_Task description_:
Reproduce the lines of the listing below verbatim, from the line containing "Category: white roof trim" through the end of the listing.

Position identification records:
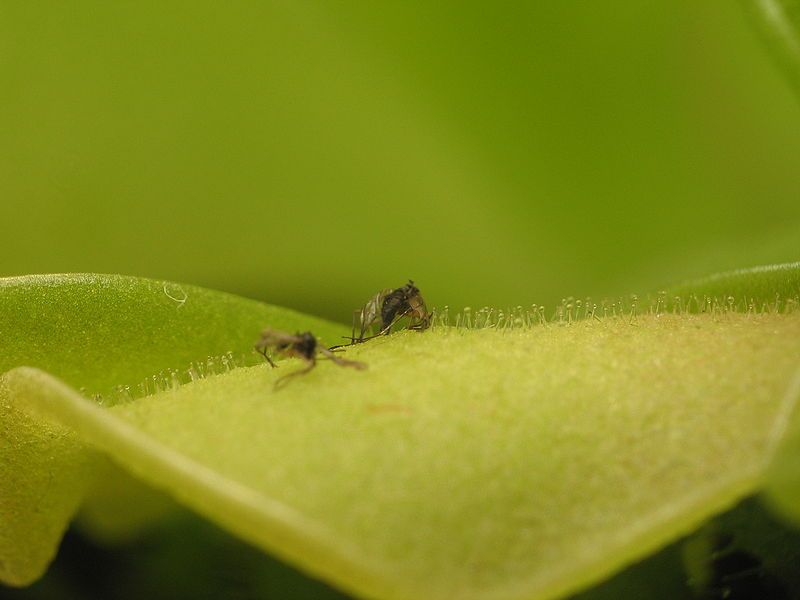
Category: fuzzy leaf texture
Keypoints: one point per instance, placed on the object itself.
(520, 460)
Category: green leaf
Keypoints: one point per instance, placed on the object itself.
(106, 334)
(470, 463)
(99, 332)
(778, 21)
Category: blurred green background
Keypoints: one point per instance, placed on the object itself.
(311, 153)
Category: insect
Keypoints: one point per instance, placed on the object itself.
(386, 308)
(301, 345)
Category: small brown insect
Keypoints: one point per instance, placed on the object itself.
(386, 308)
(301, 345)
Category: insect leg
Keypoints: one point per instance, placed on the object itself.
(263, 351)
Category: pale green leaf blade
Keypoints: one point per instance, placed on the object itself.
(103, 333)
(474, 464)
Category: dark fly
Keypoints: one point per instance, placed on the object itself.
(301, 345)
(386, 308)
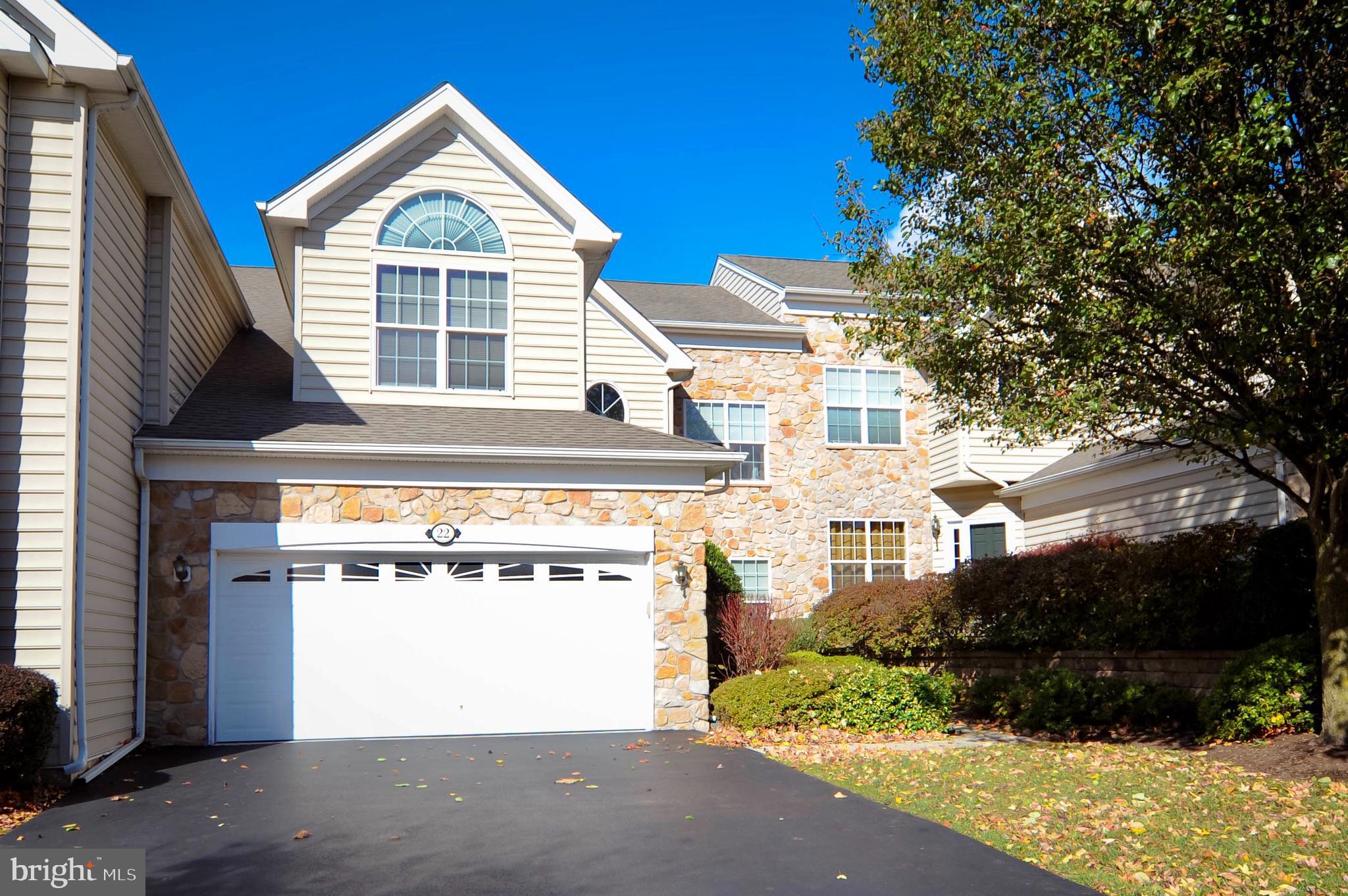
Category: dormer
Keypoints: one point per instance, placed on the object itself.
(436, 263)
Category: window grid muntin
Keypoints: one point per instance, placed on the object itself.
(863, 406)
(867, 551)
(441, 221)
(755, 578)
(740, 426)
(476, 361)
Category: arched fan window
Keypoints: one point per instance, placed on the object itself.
(606, 401)
(442, 221)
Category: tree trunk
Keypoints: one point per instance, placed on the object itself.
(1330, 524)
(1332, 607)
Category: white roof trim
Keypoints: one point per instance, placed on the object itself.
(626, 314)
(504, 453)
(296, 205)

_Solution to the problem_:
Category: white roof trim
Keypoints: one point per instance, placed on the object itself.
(626, 314)
(504, 453)
(296, 205)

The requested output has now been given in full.